# EXERCISE OBJECTIVE
Your task is to write out exactly the lines from the line containing "Guideline: for every instance of the suv wheel, the" through the end of the records, inclusive at both ends.

[Source data]
☆ ☆ ☆ ☆ ☆
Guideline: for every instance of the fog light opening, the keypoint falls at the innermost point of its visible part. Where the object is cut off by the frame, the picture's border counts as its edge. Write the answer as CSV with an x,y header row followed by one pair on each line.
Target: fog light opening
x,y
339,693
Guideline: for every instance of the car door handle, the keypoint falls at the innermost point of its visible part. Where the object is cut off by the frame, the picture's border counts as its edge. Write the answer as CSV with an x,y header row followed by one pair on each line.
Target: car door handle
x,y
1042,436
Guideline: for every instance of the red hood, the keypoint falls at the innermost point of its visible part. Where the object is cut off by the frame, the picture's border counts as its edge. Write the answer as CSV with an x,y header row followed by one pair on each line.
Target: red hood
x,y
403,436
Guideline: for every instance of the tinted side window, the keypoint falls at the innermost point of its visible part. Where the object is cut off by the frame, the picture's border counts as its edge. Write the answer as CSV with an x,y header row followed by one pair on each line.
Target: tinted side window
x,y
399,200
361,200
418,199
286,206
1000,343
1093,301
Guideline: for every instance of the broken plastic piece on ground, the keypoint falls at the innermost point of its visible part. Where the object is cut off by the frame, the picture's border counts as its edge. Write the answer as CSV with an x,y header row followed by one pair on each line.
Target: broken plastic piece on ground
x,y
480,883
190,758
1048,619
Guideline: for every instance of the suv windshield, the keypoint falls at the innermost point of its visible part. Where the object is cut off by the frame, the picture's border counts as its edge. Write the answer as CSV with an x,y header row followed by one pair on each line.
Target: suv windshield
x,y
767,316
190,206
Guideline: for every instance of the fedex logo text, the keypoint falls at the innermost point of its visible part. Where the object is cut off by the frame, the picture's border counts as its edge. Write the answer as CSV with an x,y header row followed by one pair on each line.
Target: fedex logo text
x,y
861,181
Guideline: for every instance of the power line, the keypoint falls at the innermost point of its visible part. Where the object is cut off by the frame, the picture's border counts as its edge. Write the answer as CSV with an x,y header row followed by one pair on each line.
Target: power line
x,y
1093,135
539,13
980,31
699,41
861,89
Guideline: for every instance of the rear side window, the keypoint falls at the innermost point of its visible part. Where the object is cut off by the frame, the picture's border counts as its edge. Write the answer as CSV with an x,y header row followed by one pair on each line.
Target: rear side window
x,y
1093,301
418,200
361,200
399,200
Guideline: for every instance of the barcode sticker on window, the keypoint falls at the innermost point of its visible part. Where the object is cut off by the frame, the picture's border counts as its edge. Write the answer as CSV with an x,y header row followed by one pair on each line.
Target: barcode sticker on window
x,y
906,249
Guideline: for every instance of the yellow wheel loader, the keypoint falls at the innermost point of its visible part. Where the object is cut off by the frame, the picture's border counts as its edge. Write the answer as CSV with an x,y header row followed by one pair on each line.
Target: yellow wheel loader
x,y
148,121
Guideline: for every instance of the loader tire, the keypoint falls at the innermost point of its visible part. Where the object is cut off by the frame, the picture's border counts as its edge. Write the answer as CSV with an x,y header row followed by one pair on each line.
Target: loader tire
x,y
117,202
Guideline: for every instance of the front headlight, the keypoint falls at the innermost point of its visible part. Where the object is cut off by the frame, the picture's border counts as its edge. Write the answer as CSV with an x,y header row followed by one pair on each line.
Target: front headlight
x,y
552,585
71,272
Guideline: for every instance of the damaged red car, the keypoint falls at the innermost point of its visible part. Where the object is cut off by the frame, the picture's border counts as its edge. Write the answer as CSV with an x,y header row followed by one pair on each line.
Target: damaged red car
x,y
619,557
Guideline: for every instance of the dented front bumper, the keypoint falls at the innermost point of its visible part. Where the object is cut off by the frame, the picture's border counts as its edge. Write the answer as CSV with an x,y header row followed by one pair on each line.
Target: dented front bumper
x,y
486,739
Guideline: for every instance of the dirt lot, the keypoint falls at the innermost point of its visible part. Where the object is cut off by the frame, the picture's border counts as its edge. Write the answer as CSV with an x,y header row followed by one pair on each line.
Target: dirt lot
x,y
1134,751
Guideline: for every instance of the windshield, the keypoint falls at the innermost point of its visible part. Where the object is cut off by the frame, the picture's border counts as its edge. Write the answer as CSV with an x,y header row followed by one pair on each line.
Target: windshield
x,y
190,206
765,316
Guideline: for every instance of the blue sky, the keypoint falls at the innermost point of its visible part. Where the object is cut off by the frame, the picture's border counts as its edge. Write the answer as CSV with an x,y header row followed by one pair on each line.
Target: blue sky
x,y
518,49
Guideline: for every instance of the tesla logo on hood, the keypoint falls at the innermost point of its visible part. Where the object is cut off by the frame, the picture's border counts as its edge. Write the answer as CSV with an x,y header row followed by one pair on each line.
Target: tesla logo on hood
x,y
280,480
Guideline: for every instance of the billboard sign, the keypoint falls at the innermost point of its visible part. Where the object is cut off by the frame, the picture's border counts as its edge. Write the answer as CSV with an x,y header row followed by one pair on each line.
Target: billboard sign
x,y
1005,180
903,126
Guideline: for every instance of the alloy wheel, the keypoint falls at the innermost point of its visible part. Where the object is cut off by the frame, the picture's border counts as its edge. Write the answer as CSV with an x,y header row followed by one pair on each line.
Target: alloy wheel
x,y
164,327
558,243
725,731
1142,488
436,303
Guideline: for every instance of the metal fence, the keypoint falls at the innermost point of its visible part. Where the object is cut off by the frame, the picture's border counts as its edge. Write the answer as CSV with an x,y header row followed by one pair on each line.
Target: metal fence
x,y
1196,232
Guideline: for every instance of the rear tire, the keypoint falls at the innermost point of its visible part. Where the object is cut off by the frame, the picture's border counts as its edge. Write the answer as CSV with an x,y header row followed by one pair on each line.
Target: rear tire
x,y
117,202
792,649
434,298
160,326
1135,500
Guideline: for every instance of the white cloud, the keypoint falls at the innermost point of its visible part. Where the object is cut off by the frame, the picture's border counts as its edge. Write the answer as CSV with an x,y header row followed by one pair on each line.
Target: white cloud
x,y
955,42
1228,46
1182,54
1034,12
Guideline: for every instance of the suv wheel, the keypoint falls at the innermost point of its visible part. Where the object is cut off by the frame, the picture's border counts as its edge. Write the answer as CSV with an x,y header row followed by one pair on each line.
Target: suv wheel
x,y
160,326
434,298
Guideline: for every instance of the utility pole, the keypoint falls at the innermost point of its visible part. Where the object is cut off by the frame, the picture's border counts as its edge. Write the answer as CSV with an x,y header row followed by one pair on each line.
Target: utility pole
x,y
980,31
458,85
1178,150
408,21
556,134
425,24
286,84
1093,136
☆ ☆ ☆ ☆ ☆
# ANSWER TO THIS PROBLEM
Guideline: for every instance of the suv wheel, the keypoint falls at the innermost point of its visible part. Where the object is cut off by the frame, the picture's border counts as its edge. Write the answer as CSV with an x,y header row followed by one pair on each line.
Target: suv wheel
x,y
160,326
434,298
Guideline: for every instance of the utility pole, the keypoint falls at the innermost point of its visible part. Where the object is cut off by the frame, the picture's border counts as its edge. Write the answer as CSV with an x,y header row followed by one pair on each line.
Target: utility pole
x,y
980,31
458,85
1178,150
408,21
556,134
425,24
286,84
1093,136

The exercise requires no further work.